Point annotation data
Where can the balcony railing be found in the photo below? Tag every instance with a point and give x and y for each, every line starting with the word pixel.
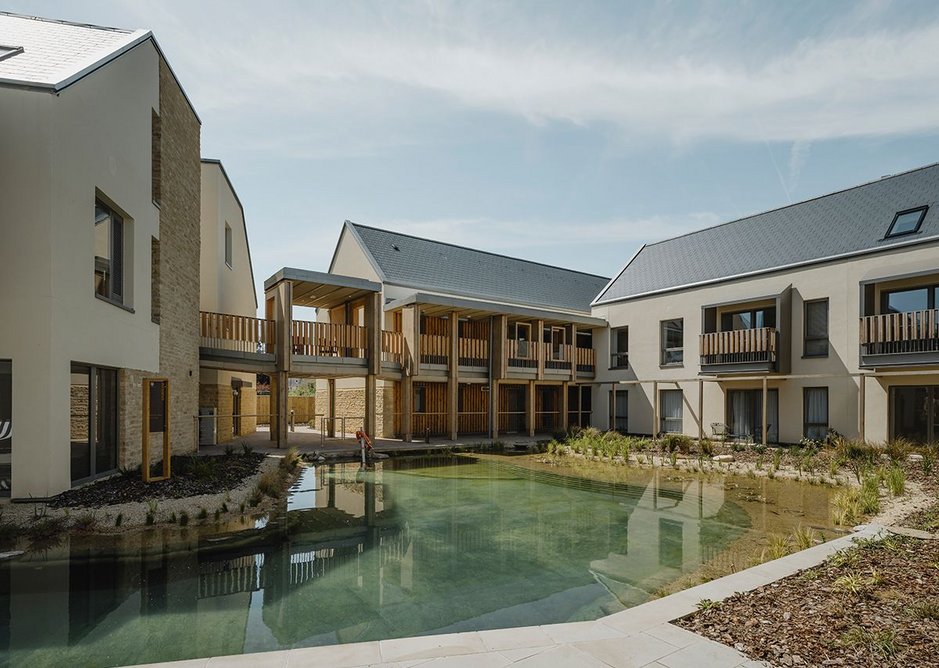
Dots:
pixel 900 333
pixel 435 349
pixel 323 339
pixel 521 354
pixel 223 331
pixel 586 360
pixel 392 347
pixel 740 346
pixel 473 352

*INSTRUCTIONS FOR THE TASK*
How many lines in the material above contain the string "pixel"? Reply with the number alone.

*THE OUTPUT*
10